=== Exercise input ===

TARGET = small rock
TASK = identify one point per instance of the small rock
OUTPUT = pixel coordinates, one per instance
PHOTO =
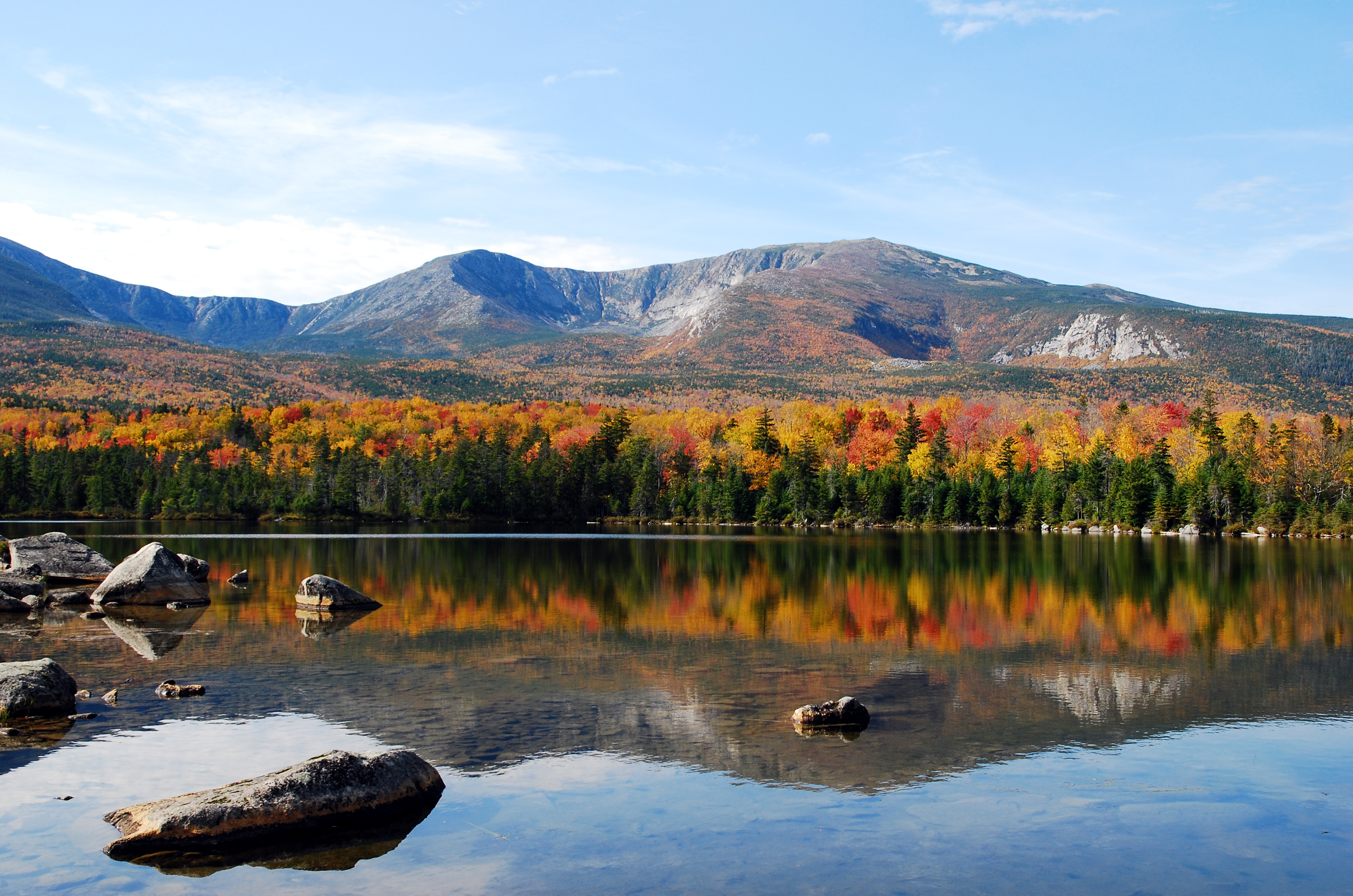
(36, 688)
(155, 575)
(323, 592)
(320, 794)
(171, 689)
(848, 711)
(68, 597)
(199, 570)
(60, 557)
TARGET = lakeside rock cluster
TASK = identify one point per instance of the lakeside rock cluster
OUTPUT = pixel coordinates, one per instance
(336, 800)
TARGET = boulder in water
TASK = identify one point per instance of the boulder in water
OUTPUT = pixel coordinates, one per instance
(317, 798)
(199, 570)
(59, 557)
(171, 689)
(155, 575)
(36, 688)
(21, 587)
(848, 711)
(321, 592)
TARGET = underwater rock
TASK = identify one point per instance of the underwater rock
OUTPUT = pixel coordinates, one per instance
(318, 800)
(321, 592)
(848, 711)
(36, 688)
(155, 575)
(59, 557)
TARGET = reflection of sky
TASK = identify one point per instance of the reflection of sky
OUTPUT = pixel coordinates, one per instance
(1243, 809)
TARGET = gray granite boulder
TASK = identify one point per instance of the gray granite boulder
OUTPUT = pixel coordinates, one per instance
(59, 557)
(317, 796)
(155, 575)
(36, 688)
(21, 587)
(848, 711)
(199, 570)
(321, 592)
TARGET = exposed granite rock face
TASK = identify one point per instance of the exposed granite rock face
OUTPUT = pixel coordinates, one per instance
(199, 570)
(36, 688)
(60, 557)
(155, 575)
(323, 795)
(20, 587)
(848, 711)
(321, 592)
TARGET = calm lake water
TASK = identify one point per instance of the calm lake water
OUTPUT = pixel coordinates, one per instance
(611, 711)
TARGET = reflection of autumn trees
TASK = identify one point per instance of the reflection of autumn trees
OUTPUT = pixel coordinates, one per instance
(943, 592)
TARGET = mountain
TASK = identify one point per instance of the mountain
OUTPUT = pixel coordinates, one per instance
(751, 317)
(226, 321)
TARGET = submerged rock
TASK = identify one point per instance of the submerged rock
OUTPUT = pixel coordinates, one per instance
(199, 570)
(171, 689)
(60, 557)
(316, 799)
(321, 592)
(155, 575)
(36, 688)
(848, 711)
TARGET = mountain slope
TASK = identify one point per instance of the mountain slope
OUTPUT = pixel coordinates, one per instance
(216, 320)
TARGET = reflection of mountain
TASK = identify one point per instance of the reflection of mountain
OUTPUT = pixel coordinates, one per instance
(967, 648)
(152, 631)
(1099, 694)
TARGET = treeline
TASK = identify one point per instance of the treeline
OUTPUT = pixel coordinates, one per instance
(1244, 480)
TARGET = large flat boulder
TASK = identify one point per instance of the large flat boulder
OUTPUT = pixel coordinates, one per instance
(155, 575)
(59, 557)
(36, 688)
(323, 796)
(321, 592)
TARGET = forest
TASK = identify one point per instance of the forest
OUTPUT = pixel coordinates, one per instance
(941, 462)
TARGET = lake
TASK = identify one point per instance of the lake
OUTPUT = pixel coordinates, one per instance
(609, 709)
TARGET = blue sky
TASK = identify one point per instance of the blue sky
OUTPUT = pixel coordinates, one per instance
(1200, 152)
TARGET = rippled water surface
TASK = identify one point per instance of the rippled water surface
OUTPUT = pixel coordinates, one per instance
(611, 711)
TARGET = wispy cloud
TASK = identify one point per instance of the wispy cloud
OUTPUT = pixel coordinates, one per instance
(555, 79)
(967, 20)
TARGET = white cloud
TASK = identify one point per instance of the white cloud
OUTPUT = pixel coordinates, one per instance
(965, 20)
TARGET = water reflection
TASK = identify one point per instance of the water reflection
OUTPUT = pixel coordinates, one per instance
(152, 631)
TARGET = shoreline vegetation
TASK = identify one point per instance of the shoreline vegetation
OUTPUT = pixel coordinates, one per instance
(927, 463)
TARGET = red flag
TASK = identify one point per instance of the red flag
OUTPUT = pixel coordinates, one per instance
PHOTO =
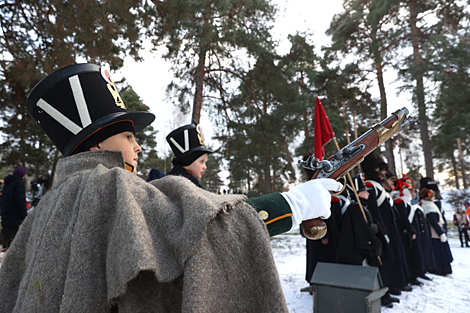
(323, 132)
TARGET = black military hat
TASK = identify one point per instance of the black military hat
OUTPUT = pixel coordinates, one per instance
(187, 144)
(372, 165)
(358, 182)
(79, 106)
(428, 183)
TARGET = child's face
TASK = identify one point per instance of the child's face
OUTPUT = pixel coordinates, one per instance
(126, 143)
(363, 194)
(198, 167)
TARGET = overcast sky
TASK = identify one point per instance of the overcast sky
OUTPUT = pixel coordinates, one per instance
(150, 77)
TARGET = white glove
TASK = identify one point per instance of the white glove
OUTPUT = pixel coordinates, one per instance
(443, 237)
(387, 239)
(311, 199)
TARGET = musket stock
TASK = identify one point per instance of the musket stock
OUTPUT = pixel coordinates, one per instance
(340, 163)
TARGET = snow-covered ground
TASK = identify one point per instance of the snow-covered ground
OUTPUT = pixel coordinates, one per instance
(441, 295)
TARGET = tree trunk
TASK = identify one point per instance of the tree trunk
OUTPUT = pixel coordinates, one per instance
(462, 165)
(199, 82)
(456, 173)
(383, 110)
(419, 92)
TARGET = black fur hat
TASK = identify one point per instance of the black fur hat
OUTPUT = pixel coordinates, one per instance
(427, 182)
(187, 144)
(358, 182)
(79, 106)
(372, 165)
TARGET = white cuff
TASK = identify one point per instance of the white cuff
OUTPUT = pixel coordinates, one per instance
(296, 216)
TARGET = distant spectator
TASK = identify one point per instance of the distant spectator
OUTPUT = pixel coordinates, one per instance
(155, 174)
(462, 223)
(13, 209)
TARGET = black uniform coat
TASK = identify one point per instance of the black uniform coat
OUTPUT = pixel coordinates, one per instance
(178, 170)
(104, 240)
(13, 209)
(424, 238)
(394, 271)
(358, 241)
(317, 251)
(413, 249)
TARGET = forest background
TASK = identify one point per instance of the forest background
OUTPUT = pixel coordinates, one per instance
(226, 68)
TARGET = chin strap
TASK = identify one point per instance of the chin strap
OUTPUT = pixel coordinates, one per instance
(129, 167)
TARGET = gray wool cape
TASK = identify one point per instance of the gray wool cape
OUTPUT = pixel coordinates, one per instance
(104, 240)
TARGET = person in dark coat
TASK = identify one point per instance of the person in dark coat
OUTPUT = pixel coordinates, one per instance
(413, 228)
(461, 222)
(362, 241)
(324, 250)
(191, 154)
(438, 233)
(394, 271)
(13, 209)
(359, 242)
(155, 174)
(104, 240)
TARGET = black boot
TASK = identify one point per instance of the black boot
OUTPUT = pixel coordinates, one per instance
(406, 288)
(386, 302)
(416, 282)
(425, 277)
(395, 291)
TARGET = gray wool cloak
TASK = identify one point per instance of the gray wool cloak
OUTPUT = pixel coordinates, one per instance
(104, 240)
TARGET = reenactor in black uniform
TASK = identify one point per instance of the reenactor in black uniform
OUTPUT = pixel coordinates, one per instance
(415, 227)
(394, 270)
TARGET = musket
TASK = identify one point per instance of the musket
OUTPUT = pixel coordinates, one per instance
(340, 163)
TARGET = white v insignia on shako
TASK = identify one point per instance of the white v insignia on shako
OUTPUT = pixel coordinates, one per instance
(186, 142)
(81, 107)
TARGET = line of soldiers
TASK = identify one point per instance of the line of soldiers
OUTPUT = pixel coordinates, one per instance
(386, 227)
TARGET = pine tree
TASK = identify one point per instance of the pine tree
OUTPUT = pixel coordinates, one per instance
(208, 43)
(38, 37)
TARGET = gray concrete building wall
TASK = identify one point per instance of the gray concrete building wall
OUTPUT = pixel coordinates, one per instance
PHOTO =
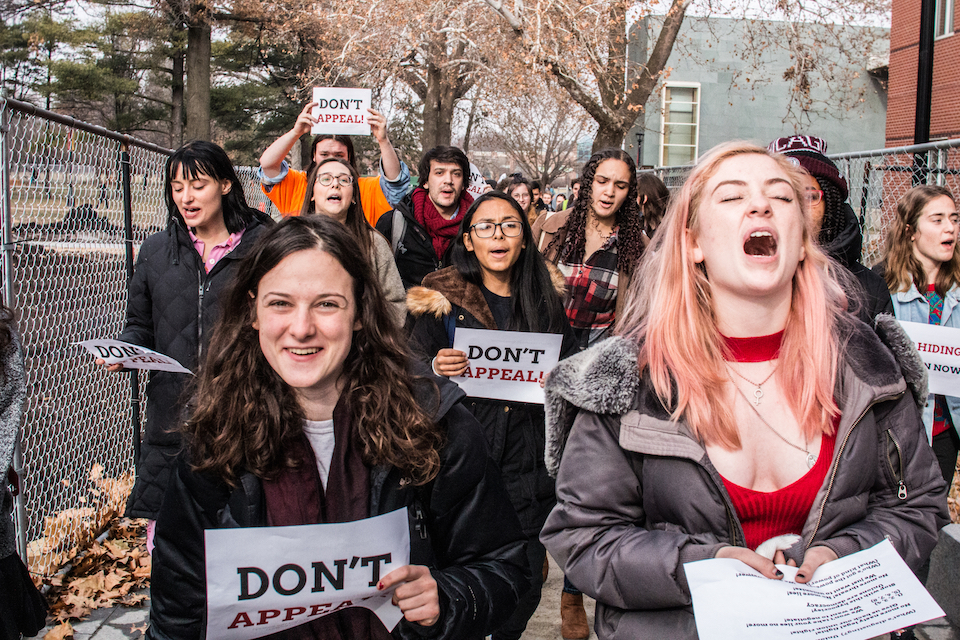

===

What is required
Change every "pixel coordinates" in the listing above to "x-y coordinates" and give all of the listing again with nothing else altered. Leave the pictures out.

Worked answer
TARGET = small rock
TASK = identify one point per instance of the small rock
OUTPUT = x-y coordinates, one per instance
PHOTO =
(36, 688)
(155, 575)
(323, 592)
(320, 794)
(171, 689)
(848, 711)
(68, 597)
(199, 570)
(60, 557)
TARGET = lakeside rock cluster
TASK = identify one point per instance of the lakeside rock cluster
OUTPUT = x-y coordinates, one per instance
(336, 800)
TARGET = boulder in water
TASK = identify one point per instance of the boulder in water
OUTPUT = x-y coordinates, one per instance
(317, 798)
(199, 570)
(59, 557)
(171, 689)
(155, 575)
(36, 688)
(21, 587)
(848, 711)
(321, 592)
TARGET = underwater rock
TASK = identify one point per instance of the underwater rock
OUTPUT = x-y coordinates, one per instance
(318, 800)
(321, 592)
(848, 711)
(36, 688)
(155, 575)
(59, 557)
TARGET = reflection of sky
TASK = identify one point per instance of the reflection of sky
OUTPUT = x-y coordinates, one per instance
(1243, 809)
TARGET = gray granite boulder
TASK = identify one point per instance of the gray granite boulder
OUTPUT = x-y coordinates, one per instance
(59, 557)
(317, 796)
(155, 575)
(36, 688)
(21, 587)
(848, 711)
(199, 570)
(321, 592)
TARGET = exposed granite rock face
TASK = identify one point per instance of the exposed granite rock face
OUTPUT = x-y coordinates, one per instance
(199, 570)
(36, 688)
(60, 557)
(155, 575)
(323, 795)
(20, 587)
(848, 711)
(321, 592)
TARGET = calm lake water
TASK = identify one point per instance of the calm lake water
OUTPUT = x-y coordinates, one per instance
(611, 711)
TARGET = reflection of autumn trees
TASK = identify one point per instance of the reflection of autumn trees
OUTPUT = x-y coordinates, one per instance
(943, 592)
TARGET = mountain
TASK = identify one point per instance of the mountain
OUTPUT = x-y coordinates, one per instance
(751, 317)
(226, 321)
TARGET = submerged rock
TASK = identify one point per instance of the submerged rock
OUTPUT = x-y coordinates, one per instance
(199, 570)
(171, 689)
(60, 557)
(316, 799)
(321, 592)
(155, 575)
(36, 688)
(848, 711)
TARGET = mountain slope
TASK = identify one point per instance of the mountain slope
OUTPUT = x-y coordinates, one per instance
(216, 320)
TARGET = reflection of mountain
TASK = identify one point per instance of the reflection of mountain
OUTPUT = x-y coordinates, one per instance
(967, 648)
(152, 631)
(1099, 694)
TARGET = treeline
TASK = identify one point per instance of the treeline
OUTPUT = x-y coordinates, one per instance
(1244, 480)
TARGET = large flat boulder
TASK = identify one point per instance of the large flat boulder
OUTPUT = x-y coordinates, one per instance
(155, 575)
(59, 557)
(36, 688)
(323, 796)
(321, 592)
TARGET = forest
TASK = identify one point per instance of the forest
OUTPUT = x-y coordinates, one per instance
(941, 462)
TARGET = lake
TASK = identify one point per instance of the lake
OUTPUT = x-y coordinates, one per instance
(609, 709)
TARGET = blue sky
TASK = identify one point per instance of the blue sky
OUTPUT = x-y coordinates, one per instance
(1200, 152)
TARGET = rippled water surface
TASK = identify one point per instance of the rippled water surface
OUTPUT = x-y coordinates, one per instance
(611, 711)
TARGET = wispy cloud
TASK = identify one point per instance of the wispy cloud
OUTPUT = x-y coordinates, one per instance
(555, 79)
(967, 20)
TARGET = white cloud
TASK = identify one point per instance of the white cloud
OUTPUT = x-y coordinates, one per instance
(965, 20)
TARGET = water reflection
TASK = identify one point per instance of the water reflection
OUTPUT = x-y coordinates, one per instance
(152, 631)
TARGET = shoreline vegetation
TASK = identify one point per instance of the shoreline vegetation
OUTPUT = x-y coordinates, one per instance
(927, 463)
TARGET = red flag
TASK = identify one point per instance of the red flag
OUTPUT = x-y coordinates, one per instance
PHOTO =
(323, 132)
TARGET = black military hat
TASK = identify one point per instance of the black military hat
OUTPUT = x-y coordinates, one per instance
(187, 144)
(372, 165)
(358, 182)
(79, 106)
(428, 183)
TARGET = child's face
TASK = identify one point per instance of the child's face
OUTPUT = x-y coordinates, one per instance
(126, 143)
(363, 194)
(198, 167)
TARGET = overcast sky
TASK = identify one point per instance of the overcast sky
OUTPUT = x-y coordinates, one per instance
(150, 77)
TARGET = white glove
TASK = identify one point per instance of the white glove
OUTPUT = x-y coordinates, one per instance
(443, 237)
(387, 239)
(311, 199)
TARGET = musket stock
TASK = identify one point per instance of the musket stock
OUTPUT = x-y coordinates, one per instance
(340, 163)
TARGET = snow-covered ground
TASK = identify one point per instance of the snow-covered ground
OUTPUT = x-y coordinates, one per instance
(441, 295)
TARGET = tree trunk
TASK = identify one point per instance of the tree trunk
OUTPUT = x-y coordinates, one per instance
(462, 165)
(199, 82)
(456, 173)
(383, 110)
(419, 92)
TARGET = black fur hat
TASK = identify one point per instance of the black fur hat
OUTPUT = x-y coordinates, one per instance
(427, 182)
(187, 144)
(358, 182)
(79, 106)
(372, 165)
TARGET = white cuff
TASK = identify one point per instance of the white cuff
OUTPUT = x-y coordinates, one per instance
(296, 216)
TARGET = distant spectator
TASK = identify one point per instance of the distant spectator
OUTPUT = x-y coordinates, one per instance
(155, 174)
(462, 223)
(13, 209)
TARGET = black uniform coat
TASK = identify one point per instance of the black uniform coat
OUTPUT = x-y coordinates, one per instance
(178, 170)
(104, 240)
(13, 209)
(424, 238)
(394, 271)
(358, 241)
(317, 251)
(413, 249)
TARGET = forest background
TASK = identify one point per instance of the forest background
OUTPUT = x-y coordinates, one per instance
(226, 68)
TARGET = chin strap
TASK = identify one point per instance of the chin strap
OUTPUT = x-y coordinates, one per instance
(129, 167)
TARGET = gray wool cape
TASK = identify one point per instance of the gray wool cape
OUTPUT = x-y coordinates, one per instance
(104, 240)
TARGET = person in dark coat
TASK = identify one point per instance of the person in dark coat
OUTPUT = x-y coordinates, one per instance
(413, 228)
(461, 222)
(362, 241)
(324, 250)
(191, 154)
(438, 233)
(394, 271)
(13, 209)
(359, 242)
(155, 174)
(104, 240)
TARGET = black boot
TASK = identify one point per instance of the black boot
OUTPUT = x-y coordinates, one per instance
(406, 288)
(386, 302)
(416, 282)
(425, 277)
(395, 291)
TARGET = gray wool cloak
TASK = identify one point per instance of the gray wool cloak
OUTPUT = x-y coordinates, one per instance
(104, 240)
TARGET = reenactor in black uniform
TASK = identify one point per instance of the reenactor in black uniform
OUTPUT = x-y coordinates, one per instance
(415, 227)
(394, 270)
TARGET = musket
TASK = identify one point per instance of the musket
OUTPUT = x-y coordinates, one per instance
(340, 163)
TARGET = white v insignia on shako
TASK = identify one point per instance of the white v insignia on shako
OUTPUT = x-y coordinates, one per instance
(186, 142)
(81, 107)
TARGET = line of soldiers
TASK = identify one point per instance of the line of soldiers
OUTPUT = x-y coordinates, one per instance
(386, 227)
TARGET = pine tree
TASK = identify one point per instance of the pine tree
OUTPUT = x-y coordinates, one per instance
(208, 43)
(38, 37)
TARGET = gray concrete building wall
TASK = identify one point per instance of the gray concrete building wall
OUTPUT = x-y coordinates, one per instance
PHOTO =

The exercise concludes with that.